##### Exercise inputs
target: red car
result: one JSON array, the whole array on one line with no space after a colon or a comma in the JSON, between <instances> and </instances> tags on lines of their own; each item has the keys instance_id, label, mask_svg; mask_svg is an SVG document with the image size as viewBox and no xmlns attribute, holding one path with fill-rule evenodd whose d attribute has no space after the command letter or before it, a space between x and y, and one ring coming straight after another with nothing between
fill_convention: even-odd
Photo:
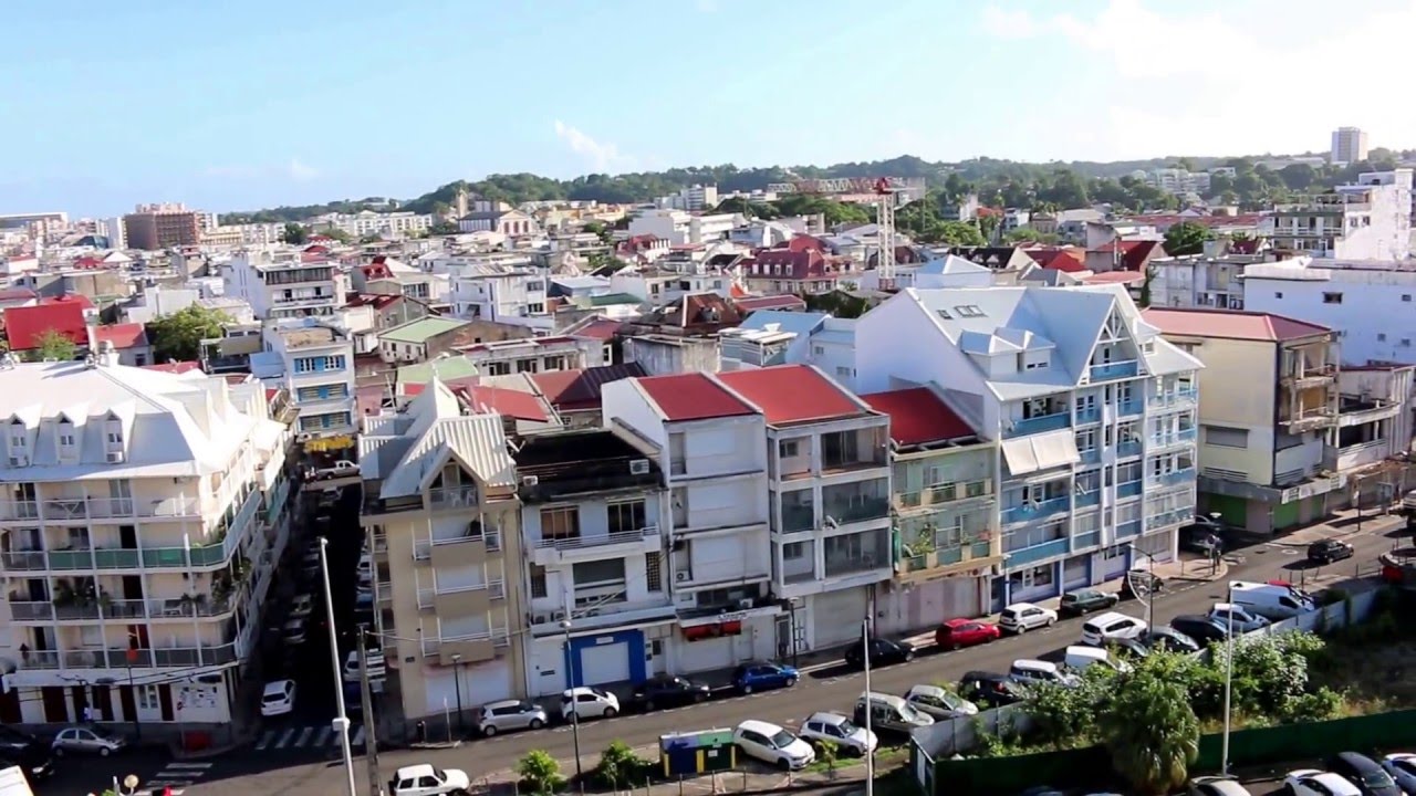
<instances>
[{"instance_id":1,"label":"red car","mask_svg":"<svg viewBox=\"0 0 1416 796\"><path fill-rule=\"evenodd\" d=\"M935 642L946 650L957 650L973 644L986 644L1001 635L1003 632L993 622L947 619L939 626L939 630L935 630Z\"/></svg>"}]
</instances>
##########
##### Exercise inputs
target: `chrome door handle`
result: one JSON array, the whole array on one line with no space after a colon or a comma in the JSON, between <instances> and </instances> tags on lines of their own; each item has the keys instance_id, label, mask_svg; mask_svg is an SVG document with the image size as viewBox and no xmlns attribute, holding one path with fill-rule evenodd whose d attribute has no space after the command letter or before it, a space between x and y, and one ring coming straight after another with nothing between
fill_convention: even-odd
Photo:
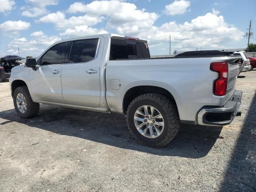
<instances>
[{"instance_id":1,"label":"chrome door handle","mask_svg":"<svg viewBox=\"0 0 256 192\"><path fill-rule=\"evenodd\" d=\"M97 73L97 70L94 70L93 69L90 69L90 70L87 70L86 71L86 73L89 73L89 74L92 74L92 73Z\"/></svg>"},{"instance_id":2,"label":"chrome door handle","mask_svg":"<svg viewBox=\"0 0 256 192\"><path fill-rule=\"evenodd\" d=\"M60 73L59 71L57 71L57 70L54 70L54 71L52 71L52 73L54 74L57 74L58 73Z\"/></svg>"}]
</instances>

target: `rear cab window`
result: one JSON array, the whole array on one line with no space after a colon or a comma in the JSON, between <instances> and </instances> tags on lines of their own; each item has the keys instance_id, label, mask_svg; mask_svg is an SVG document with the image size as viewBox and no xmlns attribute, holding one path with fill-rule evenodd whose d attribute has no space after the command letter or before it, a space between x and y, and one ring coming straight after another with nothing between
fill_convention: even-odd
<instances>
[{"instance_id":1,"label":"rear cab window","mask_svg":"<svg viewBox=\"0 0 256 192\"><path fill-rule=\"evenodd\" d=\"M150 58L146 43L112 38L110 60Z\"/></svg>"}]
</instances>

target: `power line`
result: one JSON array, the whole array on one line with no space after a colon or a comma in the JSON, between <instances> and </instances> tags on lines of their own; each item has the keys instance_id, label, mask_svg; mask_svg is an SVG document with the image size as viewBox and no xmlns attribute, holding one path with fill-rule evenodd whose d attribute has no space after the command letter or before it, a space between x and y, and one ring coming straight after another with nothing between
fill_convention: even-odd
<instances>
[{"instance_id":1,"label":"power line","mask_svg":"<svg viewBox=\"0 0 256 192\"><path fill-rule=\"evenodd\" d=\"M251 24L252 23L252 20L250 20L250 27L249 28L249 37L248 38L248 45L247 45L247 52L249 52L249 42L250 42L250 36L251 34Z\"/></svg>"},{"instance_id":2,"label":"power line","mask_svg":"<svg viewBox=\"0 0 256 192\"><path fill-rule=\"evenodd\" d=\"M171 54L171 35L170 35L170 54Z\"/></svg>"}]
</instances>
##########
##### Exercise inputs
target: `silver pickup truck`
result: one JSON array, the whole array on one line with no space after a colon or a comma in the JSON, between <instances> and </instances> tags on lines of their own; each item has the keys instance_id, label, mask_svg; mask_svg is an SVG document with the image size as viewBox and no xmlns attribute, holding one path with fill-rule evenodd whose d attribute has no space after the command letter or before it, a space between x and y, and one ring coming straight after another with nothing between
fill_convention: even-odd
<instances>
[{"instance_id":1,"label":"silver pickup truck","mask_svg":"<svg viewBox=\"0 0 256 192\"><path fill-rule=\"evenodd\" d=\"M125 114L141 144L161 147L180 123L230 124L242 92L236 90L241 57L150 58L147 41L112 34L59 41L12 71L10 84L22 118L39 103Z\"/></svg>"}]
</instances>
##########
### The problem
Can you return every line in the records that contains the string "target"? Treat uppercase and lowercase as different.

### The completed task
target: red car
target: `chrome door handle`
target: `rear cab window`
target: `power line`
target: `silver pickup truck`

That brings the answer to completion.